*** Block opens ***

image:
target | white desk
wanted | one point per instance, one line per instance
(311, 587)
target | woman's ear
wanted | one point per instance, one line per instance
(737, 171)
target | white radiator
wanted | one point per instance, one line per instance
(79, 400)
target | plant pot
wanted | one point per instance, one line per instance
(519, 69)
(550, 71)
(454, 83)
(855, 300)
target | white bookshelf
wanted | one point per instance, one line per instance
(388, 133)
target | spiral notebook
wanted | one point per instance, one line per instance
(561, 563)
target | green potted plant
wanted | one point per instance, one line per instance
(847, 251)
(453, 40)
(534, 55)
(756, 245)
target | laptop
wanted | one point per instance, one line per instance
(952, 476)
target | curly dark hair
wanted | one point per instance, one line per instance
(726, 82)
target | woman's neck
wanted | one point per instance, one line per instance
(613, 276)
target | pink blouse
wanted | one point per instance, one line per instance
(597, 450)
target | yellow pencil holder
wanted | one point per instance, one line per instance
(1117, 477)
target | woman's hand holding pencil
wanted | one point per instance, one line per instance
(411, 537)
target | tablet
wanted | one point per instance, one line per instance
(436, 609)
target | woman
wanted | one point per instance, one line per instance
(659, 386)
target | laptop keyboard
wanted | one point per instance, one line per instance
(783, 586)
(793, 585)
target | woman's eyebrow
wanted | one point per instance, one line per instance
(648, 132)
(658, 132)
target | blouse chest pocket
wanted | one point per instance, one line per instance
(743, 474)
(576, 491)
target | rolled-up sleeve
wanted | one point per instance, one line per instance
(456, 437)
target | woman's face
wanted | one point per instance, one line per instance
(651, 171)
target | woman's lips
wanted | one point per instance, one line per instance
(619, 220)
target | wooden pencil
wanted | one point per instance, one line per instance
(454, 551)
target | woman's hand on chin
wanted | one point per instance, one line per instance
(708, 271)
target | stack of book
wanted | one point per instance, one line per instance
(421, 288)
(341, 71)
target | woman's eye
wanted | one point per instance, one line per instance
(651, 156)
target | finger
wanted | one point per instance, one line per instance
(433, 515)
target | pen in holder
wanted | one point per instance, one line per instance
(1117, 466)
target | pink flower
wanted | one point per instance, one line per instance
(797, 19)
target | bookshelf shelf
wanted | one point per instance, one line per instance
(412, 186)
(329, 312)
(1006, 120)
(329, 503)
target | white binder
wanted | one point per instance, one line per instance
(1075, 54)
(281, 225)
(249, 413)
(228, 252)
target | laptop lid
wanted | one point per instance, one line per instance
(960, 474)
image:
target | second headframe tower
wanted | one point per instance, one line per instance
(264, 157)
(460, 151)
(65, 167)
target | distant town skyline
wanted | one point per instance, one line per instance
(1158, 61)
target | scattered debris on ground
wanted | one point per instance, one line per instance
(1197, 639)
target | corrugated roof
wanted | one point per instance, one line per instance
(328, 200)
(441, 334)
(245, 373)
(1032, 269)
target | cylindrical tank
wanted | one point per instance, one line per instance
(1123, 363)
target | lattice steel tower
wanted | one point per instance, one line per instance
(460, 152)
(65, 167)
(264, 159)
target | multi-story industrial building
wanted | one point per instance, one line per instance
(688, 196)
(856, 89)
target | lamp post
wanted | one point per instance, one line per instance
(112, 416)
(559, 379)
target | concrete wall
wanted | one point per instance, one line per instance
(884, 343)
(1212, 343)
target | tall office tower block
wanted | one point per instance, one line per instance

*** Block closes ***

Your instructions
Select all lines in the listing that include the word "pink".

Response
target | pink blouse
target | pink flower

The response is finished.